• _INPUT_

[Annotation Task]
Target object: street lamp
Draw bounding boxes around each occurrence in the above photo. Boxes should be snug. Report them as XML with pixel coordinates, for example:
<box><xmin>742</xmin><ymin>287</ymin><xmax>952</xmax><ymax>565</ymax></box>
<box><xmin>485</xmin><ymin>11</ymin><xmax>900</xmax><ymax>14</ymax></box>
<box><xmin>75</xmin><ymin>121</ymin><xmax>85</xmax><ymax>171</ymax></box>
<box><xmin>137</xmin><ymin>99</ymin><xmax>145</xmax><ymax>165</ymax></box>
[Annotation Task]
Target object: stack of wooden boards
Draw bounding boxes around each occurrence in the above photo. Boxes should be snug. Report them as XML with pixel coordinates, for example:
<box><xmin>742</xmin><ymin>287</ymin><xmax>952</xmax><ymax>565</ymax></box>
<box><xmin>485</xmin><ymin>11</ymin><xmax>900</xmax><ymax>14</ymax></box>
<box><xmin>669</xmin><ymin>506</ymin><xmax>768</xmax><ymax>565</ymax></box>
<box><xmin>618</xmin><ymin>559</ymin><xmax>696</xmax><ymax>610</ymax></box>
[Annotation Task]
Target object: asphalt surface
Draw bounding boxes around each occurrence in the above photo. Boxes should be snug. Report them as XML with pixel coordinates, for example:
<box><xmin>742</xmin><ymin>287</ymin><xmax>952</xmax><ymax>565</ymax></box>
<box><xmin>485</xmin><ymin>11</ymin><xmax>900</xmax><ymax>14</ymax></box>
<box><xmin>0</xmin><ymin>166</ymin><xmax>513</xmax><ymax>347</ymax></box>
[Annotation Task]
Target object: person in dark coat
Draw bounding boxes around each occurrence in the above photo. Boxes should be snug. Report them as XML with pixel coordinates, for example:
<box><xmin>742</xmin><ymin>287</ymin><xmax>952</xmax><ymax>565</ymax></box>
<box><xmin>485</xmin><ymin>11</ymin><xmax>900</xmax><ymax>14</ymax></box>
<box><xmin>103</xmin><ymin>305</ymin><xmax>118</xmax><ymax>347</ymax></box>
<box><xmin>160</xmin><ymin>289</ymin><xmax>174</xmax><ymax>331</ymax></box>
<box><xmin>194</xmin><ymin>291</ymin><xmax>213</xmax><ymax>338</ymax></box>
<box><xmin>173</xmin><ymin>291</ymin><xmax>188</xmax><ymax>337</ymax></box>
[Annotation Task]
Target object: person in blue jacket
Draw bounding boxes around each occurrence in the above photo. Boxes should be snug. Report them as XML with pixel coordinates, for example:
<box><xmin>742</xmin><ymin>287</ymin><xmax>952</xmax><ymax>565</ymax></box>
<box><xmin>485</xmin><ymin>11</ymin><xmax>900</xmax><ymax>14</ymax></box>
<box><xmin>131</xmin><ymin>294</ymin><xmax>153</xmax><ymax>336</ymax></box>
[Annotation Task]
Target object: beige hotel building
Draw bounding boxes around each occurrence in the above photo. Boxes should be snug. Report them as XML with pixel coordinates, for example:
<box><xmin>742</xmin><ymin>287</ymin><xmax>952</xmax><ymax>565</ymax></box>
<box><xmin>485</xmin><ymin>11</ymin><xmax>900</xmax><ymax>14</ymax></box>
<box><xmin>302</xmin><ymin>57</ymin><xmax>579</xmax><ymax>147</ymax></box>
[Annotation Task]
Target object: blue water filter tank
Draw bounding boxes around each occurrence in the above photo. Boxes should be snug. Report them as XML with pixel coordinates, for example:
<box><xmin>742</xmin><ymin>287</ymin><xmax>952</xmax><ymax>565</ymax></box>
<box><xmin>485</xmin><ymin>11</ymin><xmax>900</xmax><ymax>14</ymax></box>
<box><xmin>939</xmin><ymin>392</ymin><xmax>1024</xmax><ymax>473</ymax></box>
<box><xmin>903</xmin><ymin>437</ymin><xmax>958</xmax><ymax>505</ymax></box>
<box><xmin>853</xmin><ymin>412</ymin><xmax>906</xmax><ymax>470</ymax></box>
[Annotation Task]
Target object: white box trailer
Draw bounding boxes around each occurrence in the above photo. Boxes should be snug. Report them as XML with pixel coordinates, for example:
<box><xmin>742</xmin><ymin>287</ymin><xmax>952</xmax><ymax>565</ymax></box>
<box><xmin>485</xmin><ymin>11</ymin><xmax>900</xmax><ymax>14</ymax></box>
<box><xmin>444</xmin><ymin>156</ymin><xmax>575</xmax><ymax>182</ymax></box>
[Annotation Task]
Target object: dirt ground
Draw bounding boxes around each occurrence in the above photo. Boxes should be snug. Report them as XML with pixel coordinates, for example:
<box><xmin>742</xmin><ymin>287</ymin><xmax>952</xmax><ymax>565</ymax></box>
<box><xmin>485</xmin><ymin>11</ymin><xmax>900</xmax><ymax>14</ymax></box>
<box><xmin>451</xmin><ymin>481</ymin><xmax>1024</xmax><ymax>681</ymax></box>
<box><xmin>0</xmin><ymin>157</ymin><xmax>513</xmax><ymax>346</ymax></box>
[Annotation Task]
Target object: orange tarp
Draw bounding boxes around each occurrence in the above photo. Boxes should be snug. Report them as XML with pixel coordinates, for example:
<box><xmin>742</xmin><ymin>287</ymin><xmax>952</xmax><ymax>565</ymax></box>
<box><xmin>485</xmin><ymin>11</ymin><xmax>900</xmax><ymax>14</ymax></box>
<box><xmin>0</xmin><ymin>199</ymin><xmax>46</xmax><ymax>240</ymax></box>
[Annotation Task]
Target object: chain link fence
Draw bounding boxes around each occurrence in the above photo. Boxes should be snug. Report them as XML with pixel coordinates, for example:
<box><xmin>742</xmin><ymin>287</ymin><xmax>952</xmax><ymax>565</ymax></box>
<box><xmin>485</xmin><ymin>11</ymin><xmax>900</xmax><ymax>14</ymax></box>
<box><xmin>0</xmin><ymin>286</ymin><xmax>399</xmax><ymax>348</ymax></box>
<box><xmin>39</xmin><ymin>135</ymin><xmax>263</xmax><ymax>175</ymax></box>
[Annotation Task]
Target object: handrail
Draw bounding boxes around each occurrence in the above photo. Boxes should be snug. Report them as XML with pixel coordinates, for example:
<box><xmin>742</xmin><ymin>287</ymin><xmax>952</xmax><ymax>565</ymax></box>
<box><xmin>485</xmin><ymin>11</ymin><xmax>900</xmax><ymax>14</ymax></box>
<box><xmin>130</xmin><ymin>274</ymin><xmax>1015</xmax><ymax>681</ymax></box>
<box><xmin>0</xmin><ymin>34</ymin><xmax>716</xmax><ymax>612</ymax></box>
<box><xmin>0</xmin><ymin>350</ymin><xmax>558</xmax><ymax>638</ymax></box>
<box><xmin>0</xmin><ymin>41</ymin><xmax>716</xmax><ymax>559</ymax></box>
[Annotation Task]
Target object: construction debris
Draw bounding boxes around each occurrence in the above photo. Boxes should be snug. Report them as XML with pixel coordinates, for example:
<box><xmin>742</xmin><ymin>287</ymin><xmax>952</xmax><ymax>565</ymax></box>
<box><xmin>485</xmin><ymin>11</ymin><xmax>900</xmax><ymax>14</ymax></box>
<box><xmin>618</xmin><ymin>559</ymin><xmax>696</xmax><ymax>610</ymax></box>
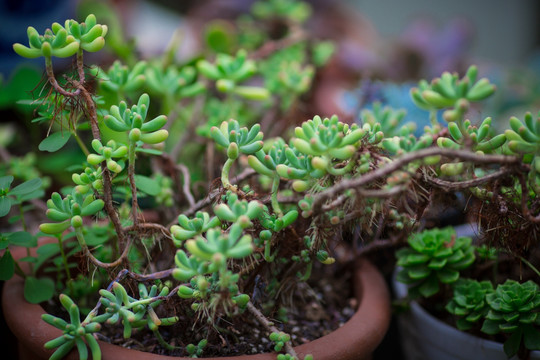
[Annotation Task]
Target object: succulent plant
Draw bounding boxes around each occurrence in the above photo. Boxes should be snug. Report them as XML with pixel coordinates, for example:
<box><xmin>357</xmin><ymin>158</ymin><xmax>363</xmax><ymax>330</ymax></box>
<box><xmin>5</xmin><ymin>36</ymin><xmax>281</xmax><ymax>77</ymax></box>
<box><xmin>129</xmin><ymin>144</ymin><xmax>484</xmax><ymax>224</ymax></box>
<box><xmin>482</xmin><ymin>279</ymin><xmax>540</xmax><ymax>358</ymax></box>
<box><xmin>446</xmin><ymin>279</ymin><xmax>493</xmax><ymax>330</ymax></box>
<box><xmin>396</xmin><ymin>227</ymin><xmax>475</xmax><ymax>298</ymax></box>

• _WHAT THE TASK REQUIRES_
Extract every line from the rows above that contains the word "blue" and copy each one in full.

• _FINAL RESULT_
Target object: person in blue jacket
Target object: blue water filter tank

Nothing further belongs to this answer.